**WORKING DATA:**
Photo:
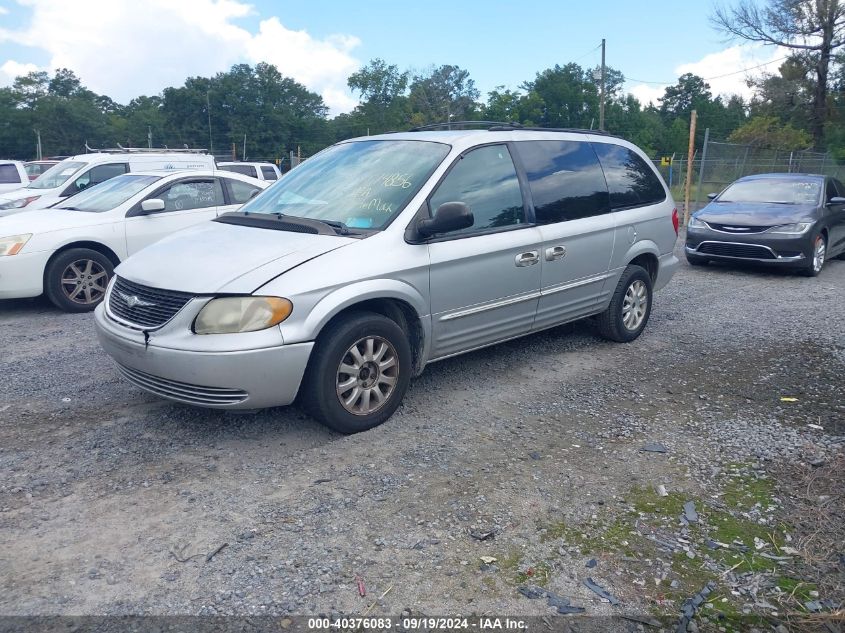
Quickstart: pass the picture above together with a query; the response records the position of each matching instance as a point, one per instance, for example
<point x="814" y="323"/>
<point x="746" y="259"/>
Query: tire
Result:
<point x="817" y="257"/>
<point x="697" y="260"/>
<point x="76" y="280"/>
<point x="633" y="290"/>
<point x="326" y="385"/>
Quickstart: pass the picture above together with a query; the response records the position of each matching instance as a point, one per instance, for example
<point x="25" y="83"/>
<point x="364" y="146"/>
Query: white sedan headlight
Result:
<point x="13" y="244"/>
<point x="228" y="315"/>
<point x="792" y="229"/>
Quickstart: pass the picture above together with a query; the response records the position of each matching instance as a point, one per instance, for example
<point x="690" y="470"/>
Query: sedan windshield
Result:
<point x="107" y="195"/>
<point x="363" y="184"/>
<point x="772" y="190"/>
<point x="57" y="175"/>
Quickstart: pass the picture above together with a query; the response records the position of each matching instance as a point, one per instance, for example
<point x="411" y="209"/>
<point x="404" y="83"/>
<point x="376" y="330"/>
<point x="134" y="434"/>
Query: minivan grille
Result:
<point x="726" y="249"/>
<point x="183" y="391"/>
<point x="143" y="306"/>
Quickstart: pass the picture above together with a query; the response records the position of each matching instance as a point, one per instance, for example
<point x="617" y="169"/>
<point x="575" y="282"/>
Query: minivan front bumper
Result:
<point x="248" y="379"/>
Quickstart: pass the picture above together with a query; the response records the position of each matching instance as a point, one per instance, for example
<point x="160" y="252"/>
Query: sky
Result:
<point x="128" y="48"/>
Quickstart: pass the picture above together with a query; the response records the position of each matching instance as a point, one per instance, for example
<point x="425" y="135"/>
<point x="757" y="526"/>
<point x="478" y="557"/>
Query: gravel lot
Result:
<point x="104" y="490"/>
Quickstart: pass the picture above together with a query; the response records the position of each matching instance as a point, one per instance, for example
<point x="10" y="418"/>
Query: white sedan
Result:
<point x="69" y="251"/>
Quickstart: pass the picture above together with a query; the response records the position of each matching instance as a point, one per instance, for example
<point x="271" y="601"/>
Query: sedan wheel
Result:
<point x="817" y="257"/>
<point x="76" y="279"/>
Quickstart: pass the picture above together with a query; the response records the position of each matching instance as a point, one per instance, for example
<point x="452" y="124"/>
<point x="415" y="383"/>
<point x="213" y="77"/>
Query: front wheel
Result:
<point x="76" y="280"/>
<point x="815" y="262"/>
<point x="629" y="309"/>
<point x="358" y="374"/>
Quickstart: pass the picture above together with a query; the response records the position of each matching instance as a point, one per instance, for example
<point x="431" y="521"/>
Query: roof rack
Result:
<point x="144" y="150"/>
<point x="505" y="126"/>
<point x="460" y="124"/>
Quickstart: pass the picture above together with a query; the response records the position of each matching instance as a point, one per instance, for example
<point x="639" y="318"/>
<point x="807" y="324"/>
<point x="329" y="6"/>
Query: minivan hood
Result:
<point x="213" y="258"/>
<point x="755" y="214"/>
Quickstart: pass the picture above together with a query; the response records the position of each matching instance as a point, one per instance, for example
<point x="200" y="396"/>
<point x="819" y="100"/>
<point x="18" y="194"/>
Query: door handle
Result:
<point x="555" y="252"/>
<point x="528" y="259"/>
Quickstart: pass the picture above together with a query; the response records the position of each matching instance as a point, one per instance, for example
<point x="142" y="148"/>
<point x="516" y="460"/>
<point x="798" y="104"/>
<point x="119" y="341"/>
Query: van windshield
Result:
<point x="107" y="195"/>
<point x="363" y="184"/>
<point x="57" y="175"/>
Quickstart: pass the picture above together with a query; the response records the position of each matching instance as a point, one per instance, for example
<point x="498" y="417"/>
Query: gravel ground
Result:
<point x="105" y="490"/>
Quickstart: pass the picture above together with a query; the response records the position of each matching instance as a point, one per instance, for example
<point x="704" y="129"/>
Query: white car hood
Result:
<point x="39" y="221"/>
<point x="214" y="257"/>
<point x="48" y="196"/>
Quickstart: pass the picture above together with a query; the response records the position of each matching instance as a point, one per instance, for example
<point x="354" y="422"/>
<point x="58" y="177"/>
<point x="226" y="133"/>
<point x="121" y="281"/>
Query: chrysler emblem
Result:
<point x="132" y="301"/>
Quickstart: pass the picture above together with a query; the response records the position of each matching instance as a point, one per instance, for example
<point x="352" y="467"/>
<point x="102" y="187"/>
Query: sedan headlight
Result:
<point x="792" y="229"/>
<point x="228" y="315"/>
<point x="13" y="244"/>
<point x="17" y="204"/>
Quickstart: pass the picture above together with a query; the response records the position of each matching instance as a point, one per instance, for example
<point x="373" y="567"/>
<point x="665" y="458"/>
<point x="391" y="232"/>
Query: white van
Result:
<point x="76" y="173"/>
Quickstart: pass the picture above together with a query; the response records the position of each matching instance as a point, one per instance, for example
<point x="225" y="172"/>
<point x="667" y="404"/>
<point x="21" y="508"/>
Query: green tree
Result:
<point x="814" y="28"/>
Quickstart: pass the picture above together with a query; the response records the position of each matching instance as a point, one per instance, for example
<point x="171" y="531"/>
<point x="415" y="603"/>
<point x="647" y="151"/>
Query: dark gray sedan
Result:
<point x="794" y="220"/>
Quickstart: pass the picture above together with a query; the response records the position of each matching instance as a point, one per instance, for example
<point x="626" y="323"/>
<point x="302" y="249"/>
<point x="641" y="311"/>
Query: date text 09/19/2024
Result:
<point x="416" y="623"/>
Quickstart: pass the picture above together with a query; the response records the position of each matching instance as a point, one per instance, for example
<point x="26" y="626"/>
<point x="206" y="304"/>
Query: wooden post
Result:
<point x="690" y="155"/>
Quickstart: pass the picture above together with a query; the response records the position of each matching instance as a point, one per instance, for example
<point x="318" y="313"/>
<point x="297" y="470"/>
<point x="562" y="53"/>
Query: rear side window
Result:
<point x="239" y="192"/>
<point x="246" y="170"/>
<point x="485" y="179"/>
<point x="565" y="180"/>
<point x="9" y="174"/>
<point x="630" y="180"/>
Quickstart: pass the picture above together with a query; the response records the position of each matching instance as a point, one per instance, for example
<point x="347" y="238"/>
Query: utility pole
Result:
<point x="208" y="110"/>
<point x="601" y="89"/>
<point x="690" y="156"/>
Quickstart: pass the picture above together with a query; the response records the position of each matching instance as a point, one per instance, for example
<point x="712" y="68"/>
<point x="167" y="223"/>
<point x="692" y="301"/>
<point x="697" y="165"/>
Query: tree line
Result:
<point x="275" y="114"/>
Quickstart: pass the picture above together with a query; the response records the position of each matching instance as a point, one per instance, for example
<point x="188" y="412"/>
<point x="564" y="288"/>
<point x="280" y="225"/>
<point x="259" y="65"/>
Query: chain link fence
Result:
<point x="717" y="164"/>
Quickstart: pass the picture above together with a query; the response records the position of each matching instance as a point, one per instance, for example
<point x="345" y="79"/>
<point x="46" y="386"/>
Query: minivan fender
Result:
<point x="347" y="297"/>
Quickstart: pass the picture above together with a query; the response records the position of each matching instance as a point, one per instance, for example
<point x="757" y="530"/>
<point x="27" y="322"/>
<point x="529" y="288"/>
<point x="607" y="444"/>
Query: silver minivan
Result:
<point x="382" y="254"/>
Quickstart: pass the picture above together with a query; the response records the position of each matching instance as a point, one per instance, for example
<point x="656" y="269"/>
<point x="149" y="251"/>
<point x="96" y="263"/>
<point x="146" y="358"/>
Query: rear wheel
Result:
<point x="815" y="262"/>
<point x="358" y="373"/>
<point x="76" y="280"/>
<point x="629" y="309"/>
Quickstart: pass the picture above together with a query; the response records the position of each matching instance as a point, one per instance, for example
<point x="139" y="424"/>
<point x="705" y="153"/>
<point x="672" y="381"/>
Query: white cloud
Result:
<point x="12" y="69"/>
<point x="126" y="48"/>
<point x="723" y="71"/>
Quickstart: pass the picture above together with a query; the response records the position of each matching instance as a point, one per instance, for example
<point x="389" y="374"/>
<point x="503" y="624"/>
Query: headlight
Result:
<point x="228" y="315"/>
<point x="13" y="244"/>
<point x="17" y="204"/>
<point x="792" y="229"/>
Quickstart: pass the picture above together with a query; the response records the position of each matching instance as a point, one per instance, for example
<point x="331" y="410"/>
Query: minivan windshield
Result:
<point x="773" y="190"/>
<point x="107" y="195"/>
<point x="57" y="175"/>
<point x="363" y="184"/>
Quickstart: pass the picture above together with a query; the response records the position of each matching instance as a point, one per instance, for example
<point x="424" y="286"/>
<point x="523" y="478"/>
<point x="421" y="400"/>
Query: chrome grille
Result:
<point x="183" y="391"/>
<point x="143" y="306"/>
<point x="727" y="249"/>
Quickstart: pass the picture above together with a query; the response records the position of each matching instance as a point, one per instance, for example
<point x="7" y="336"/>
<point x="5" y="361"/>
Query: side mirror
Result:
<point x="450" y="216"/>
<point x="152" y="205"/>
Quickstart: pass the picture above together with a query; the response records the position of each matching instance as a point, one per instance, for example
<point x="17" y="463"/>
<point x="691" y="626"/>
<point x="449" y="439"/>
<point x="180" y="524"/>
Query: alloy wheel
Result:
<point x="84" y="281"/>
<point x="634" y="305"/>
<point x="367" y="375"/>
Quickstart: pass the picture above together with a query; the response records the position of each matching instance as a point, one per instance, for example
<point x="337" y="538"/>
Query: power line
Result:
<point x="736" y="72"/>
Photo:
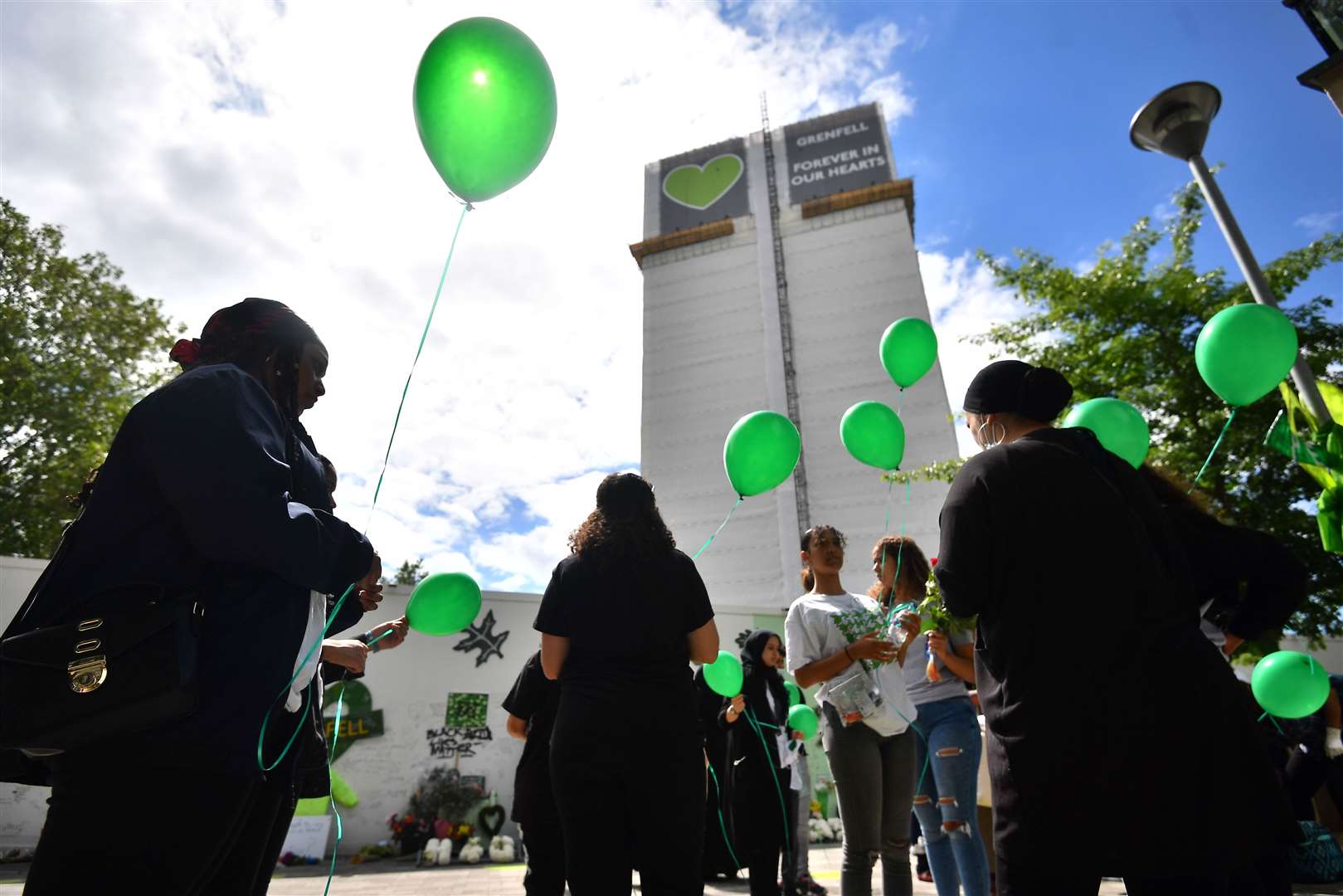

**WHAT TO DO:** Go through the listing and copy each line that includes the string "gravel".

**ANSWER SECTION:**
Query: gravel lot
Query: gravel ground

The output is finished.